### Aufgabenstellung:
Wo lebt Skip laut dem Textauszug über den Film „Jayne Mansfield’s Car“ mit 50 Jahren noch immer?

John Hurt und Robert Duvall spielen in Billy Bob Thorntons Südstaaten-Großfamiliendrama „Jayne Mansfield’s Car“ diese beiden Patriarchen, und ihnen dabei zuzusehen, wie ihre Antipathie langsam schwindet und aus gemeinsamer Trauer eine Art Männerfreundschaft entsteht, das gehört zu den bislang anrührendsten Momenten dieser Berlinale. Am Ende gehen die einstigen Rivalen sogar gemeinsam auf die Jagd.

Die Welt ist 1969 in Aufruhr, und die Ausläufer der Erschütterung erreichen selbst das verschlafene Südstaatennest. Als auf der Main Street ein paar Hippies gegen den Krieg in Vietnam demonstrieren, werden sie von den Kleinstadtpolizisten in Handschellen gelegt. Rädelsführer ist Caldwells Sohn Carroll (Kevin Bacon), der das Hippiealter zwar schon deutlich hinter sich gelassen hat, seine Tage aber trotzdem im Rausch der Joints und Trips verdämmert. Der Vater hält ihn für einen „Landesverräter“, genauso missraten wie Skip (Billy Bob Thornton), der mit 50 noch immer in seinem Kinderzimmer auf der väterlichen Ranch lebt. Ironischerweise sind beide dekorierte Weltkriegs- II-Veteranen, während der angepasste Lieblingssohn Jimbo (Robert Patrick) den Kriegsdienst in einer Wäscherei an der Heimatfront absolvierte.

### Datenauszug:
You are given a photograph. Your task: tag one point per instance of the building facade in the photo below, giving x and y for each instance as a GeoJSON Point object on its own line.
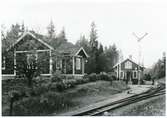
{"type": "Point", "coordinates": [66, 57]}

### Ergebnis:
In seinem Kinderzimmer auf der väterlichen Ranch.